- [TAREAS DEL EJERCICIO]
(1) Enumera los rasgos de la era que, según el fragmento sobre la escritura, asedia hoy ese acto.
(2) Resume en pocas líneas el párrafo del fragmento sobre la literatura que empieza con "Escribir, ese acto supremo", sin perder sus ideas principales.
(3) Prolonga el fragmento sobre la escritura y la literatura a partir de su última oración.

- [FRAGMENTO]
════════════════════

Escribir, ese acto supremo de soledad y resistencia se encuentra hoy asediado por una era de ruido, de urgencia, de inmediatez y de claudicación. Si alguna vez la literatura fue la fragua donde se templaban las ideas, el espejo donde el hombre se miraba con arrobo o con espanto, hoy no es sino un ornamento crepuscular en las estanterías de un público sin paciencia ni apetito. La inteligencia se desvanece en la comodidad y la literatura, que alguna vez fue la vanguardia del pensamiento, se ve recluida en márgenes cada vez más estrechos. No es que se publique menos, es que se lee peor. Y lo que se lee, con sus tramas previsibles y su gramática de manual de autoayuda, es la condena de un tiempo que solo soporta la literatura cuando esta se le presenta mansa, domada, como un animal sin colmillos.

════════════════════

Extractos de datos:
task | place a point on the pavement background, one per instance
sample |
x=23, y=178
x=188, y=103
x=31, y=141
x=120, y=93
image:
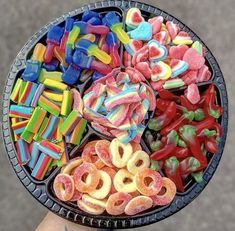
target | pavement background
x=213, y=21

════════════════════

- [RESULTADOS ESPERADOS]
(1) Ruido, urgencia, inmediatez y claudicación.

(2) Escribir, un acto de soledad y resistencia, está hoy asediado por una era de ruido, urgencia, inmediatez y claudicación. La literatura fue antes la fragua de las ideas, el espejo del hombre y la vanguardia del pensamiento. Ahora es un adorno para un público sin paciencia ni apetito y queda relegada a márgenes cada vez más estrechos. No se publica menos, pero se lee peor. Lo que se lee, con tramas previsibles y gramática de autoayuda, muestra un tiempo que solo tolera la literatura cuando llega mansa y domada.

(3)
El algoritmo, esa maquinaria ciega e impersonal que rige los consumos culturales con la impunidad de un dios de saldo, ha determinado que la literatura debe ser rápida, ligera y predecible. Todo lo que escape a ese dogma es condenado a la irrelevancia. Amazon, TikTok, Netflix: las nuevas bibliotecas de Alejandría, pero sin Sócrates ni Virgilio, sin Joyce ni Faulkner. Solo pasto para lectores urgentes, para consumidores de frases encapsuladas en la estética del “highlight”. Las obras maestras de la paciencia, las que obligan a un esfuerzo de inteligencia y emoción, han sido desterradas al gulag de lo minoritario, allí donde habitan los escritores que aún creen que la literatura es algo más que una distracción de aeropuerto.
El sistema educativo, cómplice en este desmantelamiento de la capacidad crítica, ya no forma lectores sino clientes. Se ha purgado la literatura de sus dificultades, de sus incomodidades, de su desafío. Si alguna vez un adolescente se atrevía con Unamuno o con Borges, hoy se le ofrece una prosa trivial, un artefacto narrativo sin aristas ni riesgos, para que no se espante, para que no abandone. Y así, la lectura deja de ser una experiencia iniciática y se convierte en un trámite, un simulacro, una pantomima.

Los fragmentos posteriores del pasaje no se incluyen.